> _Passage_
*** Begin section ***

Adityanath met home minister Amit Shah in Delhi last week amid rumblings in the Uttar Pradesh BJP.

Attacking your own

A similar situation is being seen in Karnataka where the chief minister is openly attacked by party MLAs. Senior MLA Basanagouda Yatnal has for months now delivered public allegations around chief minister Yediyurappa’s alleged corruption along with claims of an imminent rebellion in BJP ranks. In April, rural development minister KS Eshwarappa wrote to the governor alleging that the chief minister was interfering in the work of his ministry – possibly the first time such an event has happened in India’s history.

On June 6, Yediyurappa was directly asked if he would resign at a press conference. As indicative as the question was, maybe even more so was the answer: “As long as the Delhi high command has confidence in me, I will continue as the chief minister”. Writing in the Business Standard, Aditi Phadnis reports that the continued chaos is a sign of a how in the Karnataka BJP “there is more than one high command”.

In neighbouring Kerala, the situation is maybe the most embarrassing party where it faces allegations of transporting illegal election funds and even whispers that those funds were stolen by its party members as part of an inside job. The fallout: while the BJP high command is backing the state president, the Indian Express reports that large sections of the party in Kerala are now demanding he be sacked.

Bad to worse

Why is the BJP facing so much internal dissension now? The two proximate causes: electoral setbacks and the Covid-19 pandemic. While the BJP was swept back to power in New Delhi in 2019, since then its record in state elections has been lacklustre. In Haryana, it only managed to retain power by entering into a hurried post-poll alliance with Jannayak Janata Party. In Bihar too, its win was by a slim margin (the state is also seeing high levels of political ferment). On the other hand, it lost power in Maharashtra and Jharkhand while also seeing high-voltage defeats in Delhi and Bengal.

*** End section ***

Copy out the whole passage on internal dissent in the BJP word for word. Nothing in the listing is needed for this.

> _Information supplied_
*** Begin section ***

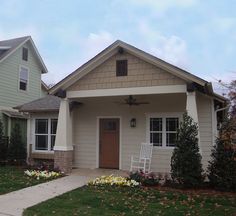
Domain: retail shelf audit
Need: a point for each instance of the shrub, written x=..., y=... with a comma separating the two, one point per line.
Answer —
x=145, y=179
x=186, y=167
x=222, y=167
x=17, y=149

*** End section ***

> _Written answer_
Adityanath met home minister Amit Shah in Delhi last week amid rumblings in the Uttar Pradesh BJP.

Attacking your own

A similar situation is being seen in Karnataka where the chief minister is openly attacked by party MLAs. Senior MLA Basanagouda Yatnal has for months now delivered public allegations around chief minister Yediyurappa’s alleged corruption along with claims of an imminent rebellion in BJP ranks. In April, rural development minister KS Eshwarappa wrote to the governor alleging that the chief minister was interfering in the work of his ministry – possibly the first time such an event has happened in India’s history.

On June 6, Yediyurappa was directly asked if he would resign at a press conference. As indicative as the question was, maybe even more so was the answer: “As long as the Delhi high command has confidence in me, I will continue as the chief minister”. Writing in the Business Standard, Aditi Phadnis reports that the continued chaos is a sign of a how in the Karnataka BJP “there is more than one high command”.

In neighbouring Kerala, the situation is maybe the most embarrassing party where it faces allegations of transporting illegal election funds and even whispers that those funds were stolen by its party members as part of an inside job. The fallout: while the BJP high command is backing the state president, the Indian Express reports that large sections of the party in Kerala are now demanding he be sacked.

Bad to worse

Why is the BJP facing so much internal dissension now? The two proximate causes: electoral setbacks and the Covid-19 pandemic. While the BJP was swept back to power in New Delhi in 2019, since then its record in state elections has been lacklustre. In Haryana, it only managed to retain power by entering into a hurried post-poll alliance with Jannayak Janata Party. In Bihar too, its win was by a slim margin (the state is also seeing high levels of political ferment). On the other hand, it lost power in Maharashtra and Jharkhand while also seeing high-voltage defeats in Delhi and Bengal.